DIRECTIONS FOR THIS TASK =>
Copy the entire blog post on MSNBC's coverage of the Amtrak derailment word for word.

TEXT FOR ANALYSIS =>
● ● ● ●

Friday, May 15, 2015

Trying to Be CNN

If you'd like to know, the only important thing that has gone on this week is the tragic derailment of the Amtrak train between New York and Pennsylvania.

I know because I get my news from MSNBC, and the best and brightest on their evening lineup have been filling their entire broadcast with that event.  Either it is the only news worth covering, or MSNBC has changed their format from covering several important and newsworthy events per one hour news show to wall-to-wall coverage of one single event.

I don't intend to seem callous.  The derailment is important news, and not just for the tragic deaths.  The day after the accident Congress, not to be "derailed" by reality, cut funding for Amtrak.  You can't make this stuff up.  And, to be fair, MSNBC covered the budget cut.  But you can only get away with calling their coverage of one event over the course of one hour, much less several hours running, "breaking news" for so long.  Jon Stewart has had many hours of fun (not consecutively however) mocking CNN for doing exactly that.

I'm not sure when this nonsense began, but after the shooting in Ferguson, Chris Hayes was out there night after night interviewing people on the street.  He did the same thing after the shooting in North Charleston and ditto in Baltimore.  He tends to get excited over these admittedly horrendous events, and it seemed at times that he was actually enflaming the crowd.  A newsworthy event, but it stopped being news after the first fifteen minutes of each broadcast.

● ● ● ●

Dataset entries =>
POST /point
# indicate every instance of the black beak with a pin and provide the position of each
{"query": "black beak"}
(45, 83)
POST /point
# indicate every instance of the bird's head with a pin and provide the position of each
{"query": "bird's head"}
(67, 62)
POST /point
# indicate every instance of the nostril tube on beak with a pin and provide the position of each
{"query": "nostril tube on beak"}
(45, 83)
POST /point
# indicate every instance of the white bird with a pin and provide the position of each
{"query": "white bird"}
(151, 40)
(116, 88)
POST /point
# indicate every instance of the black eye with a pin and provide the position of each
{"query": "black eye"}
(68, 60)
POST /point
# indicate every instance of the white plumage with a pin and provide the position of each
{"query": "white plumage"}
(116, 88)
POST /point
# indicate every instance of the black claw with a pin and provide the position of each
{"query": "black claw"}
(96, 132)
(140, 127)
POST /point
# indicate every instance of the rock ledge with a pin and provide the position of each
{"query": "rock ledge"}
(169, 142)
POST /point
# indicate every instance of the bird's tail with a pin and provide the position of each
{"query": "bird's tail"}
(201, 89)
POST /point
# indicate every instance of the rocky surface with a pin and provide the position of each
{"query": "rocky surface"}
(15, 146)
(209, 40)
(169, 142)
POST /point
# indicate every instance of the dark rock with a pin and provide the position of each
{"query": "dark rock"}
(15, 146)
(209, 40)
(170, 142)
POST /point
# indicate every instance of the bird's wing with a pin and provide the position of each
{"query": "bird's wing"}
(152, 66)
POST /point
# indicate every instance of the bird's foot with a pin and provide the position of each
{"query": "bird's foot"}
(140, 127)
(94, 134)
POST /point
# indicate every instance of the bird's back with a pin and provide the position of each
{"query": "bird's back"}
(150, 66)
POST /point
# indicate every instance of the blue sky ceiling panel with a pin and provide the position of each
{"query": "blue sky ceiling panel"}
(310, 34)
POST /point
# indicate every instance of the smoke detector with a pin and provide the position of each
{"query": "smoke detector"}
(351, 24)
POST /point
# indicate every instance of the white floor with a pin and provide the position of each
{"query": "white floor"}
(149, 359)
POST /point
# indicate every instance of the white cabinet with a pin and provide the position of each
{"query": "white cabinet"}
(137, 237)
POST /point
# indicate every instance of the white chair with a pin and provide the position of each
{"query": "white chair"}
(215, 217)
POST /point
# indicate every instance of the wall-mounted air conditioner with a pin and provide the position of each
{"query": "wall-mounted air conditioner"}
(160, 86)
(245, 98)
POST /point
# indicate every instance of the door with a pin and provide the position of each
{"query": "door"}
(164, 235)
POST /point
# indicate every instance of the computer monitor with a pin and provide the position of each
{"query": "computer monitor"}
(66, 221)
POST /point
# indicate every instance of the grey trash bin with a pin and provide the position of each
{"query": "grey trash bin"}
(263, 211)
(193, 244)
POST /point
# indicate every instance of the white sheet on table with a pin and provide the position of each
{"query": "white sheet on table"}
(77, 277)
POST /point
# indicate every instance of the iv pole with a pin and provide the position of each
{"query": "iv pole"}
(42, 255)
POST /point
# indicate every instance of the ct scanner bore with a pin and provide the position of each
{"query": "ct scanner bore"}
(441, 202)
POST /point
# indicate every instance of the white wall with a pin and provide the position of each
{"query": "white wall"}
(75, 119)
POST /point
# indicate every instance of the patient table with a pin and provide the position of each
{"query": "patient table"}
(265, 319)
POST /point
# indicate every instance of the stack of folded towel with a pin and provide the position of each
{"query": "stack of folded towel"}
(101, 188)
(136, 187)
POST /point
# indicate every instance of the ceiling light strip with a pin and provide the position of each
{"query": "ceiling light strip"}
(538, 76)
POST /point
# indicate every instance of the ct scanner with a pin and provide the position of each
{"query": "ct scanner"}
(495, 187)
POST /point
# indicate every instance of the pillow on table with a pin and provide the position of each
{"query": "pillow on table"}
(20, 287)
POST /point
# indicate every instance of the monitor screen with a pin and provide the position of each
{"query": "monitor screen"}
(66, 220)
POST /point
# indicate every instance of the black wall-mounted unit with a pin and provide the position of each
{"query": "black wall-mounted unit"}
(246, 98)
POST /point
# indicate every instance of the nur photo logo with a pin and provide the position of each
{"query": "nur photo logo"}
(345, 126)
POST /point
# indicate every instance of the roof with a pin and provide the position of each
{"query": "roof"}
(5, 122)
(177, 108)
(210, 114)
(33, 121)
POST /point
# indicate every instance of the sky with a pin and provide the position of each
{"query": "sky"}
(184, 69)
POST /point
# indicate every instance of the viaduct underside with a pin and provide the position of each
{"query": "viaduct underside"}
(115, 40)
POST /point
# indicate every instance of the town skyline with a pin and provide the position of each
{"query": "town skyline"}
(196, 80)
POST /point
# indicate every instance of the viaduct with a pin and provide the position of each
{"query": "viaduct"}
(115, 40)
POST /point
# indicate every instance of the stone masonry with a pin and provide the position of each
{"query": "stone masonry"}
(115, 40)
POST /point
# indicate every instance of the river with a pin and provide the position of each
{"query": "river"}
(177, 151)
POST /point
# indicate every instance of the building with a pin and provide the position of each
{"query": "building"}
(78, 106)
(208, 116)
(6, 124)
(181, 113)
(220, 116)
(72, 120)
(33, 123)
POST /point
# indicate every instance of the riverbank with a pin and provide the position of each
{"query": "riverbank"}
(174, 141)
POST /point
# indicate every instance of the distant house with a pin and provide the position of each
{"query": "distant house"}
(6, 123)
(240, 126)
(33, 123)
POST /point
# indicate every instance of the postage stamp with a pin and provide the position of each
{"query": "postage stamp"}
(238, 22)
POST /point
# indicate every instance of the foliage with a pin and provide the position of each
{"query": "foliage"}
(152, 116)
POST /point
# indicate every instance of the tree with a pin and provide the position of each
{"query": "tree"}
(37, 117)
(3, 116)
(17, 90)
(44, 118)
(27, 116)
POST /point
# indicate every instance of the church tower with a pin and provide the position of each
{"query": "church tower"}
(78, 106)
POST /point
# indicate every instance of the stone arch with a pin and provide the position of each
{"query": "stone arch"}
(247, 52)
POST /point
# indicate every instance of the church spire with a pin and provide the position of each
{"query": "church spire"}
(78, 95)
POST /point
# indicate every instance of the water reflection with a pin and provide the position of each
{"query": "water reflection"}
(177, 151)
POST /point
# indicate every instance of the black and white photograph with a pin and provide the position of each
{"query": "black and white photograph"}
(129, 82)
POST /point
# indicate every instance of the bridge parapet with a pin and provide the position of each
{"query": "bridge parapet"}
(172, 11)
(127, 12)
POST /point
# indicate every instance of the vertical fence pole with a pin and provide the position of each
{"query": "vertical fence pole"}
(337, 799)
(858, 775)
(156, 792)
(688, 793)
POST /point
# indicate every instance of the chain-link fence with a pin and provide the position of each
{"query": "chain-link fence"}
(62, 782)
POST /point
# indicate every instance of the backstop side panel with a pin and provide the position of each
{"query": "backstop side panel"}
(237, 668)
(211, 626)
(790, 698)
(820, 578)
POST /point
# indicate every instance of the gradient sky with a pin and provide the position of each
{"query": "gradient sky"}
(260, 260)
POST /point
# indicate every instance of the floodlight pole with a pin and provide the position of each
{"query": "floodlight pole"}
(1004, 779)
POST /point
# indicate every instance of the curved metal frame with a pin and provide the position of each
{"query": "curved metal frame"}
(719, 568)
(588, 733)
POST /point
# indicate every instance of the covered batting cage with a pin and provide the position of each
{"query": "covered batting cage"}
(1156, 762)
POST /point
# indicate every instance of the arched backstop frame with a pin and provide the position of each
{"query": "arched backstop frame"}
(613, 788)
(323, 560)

● ● ● ●

FINISHED EXERCISE =>
Friday, May 15, 2015

Trying to Be CNN

If you'd like to know, the only important thing that has gone on this week is the tragic derailment of the Amtrak train between New York and Pennsylvania.

I know because I get my news from MSNBC, and the best and brightest on their evening lineup have been filling their entire broadcast with that event.  Either it is the only news worth covering, or MSNBC has changed their format from covering several important and newsworthy events per one hour news show to wall-to-wall coverage of one single event.

I don't intend to seem callous.  The derailment is important news, and not just for the tragic deaths.  The day after the accident Congress, not to be "derailed" by reality, cut funding for Amtrak.  You can't make this stuff up.  And, to be fair, MSNBC covered the budget cut.  But you can only get away with calling their coverage of one event over the course of one hour, much less several hours running, "breaking news" for so long.  Jon Stewart has had many hours of fun (not consecutively however) mocking CNN for doing exactly that.

I'm not sure when this nonsense began, but after the shooting in Ferguson, Chris Hayes was out there night after night interviewing people on the street.  He did the same thing after the shooting in North Charleston and ditto in Baltimore.  He tends to get excited over these admittedly horrendous events, and it seemed at times that he was actually enflaming the crowd.  A newsworthy event, but it stopped being news after the first fifteen minutes of each broadcast.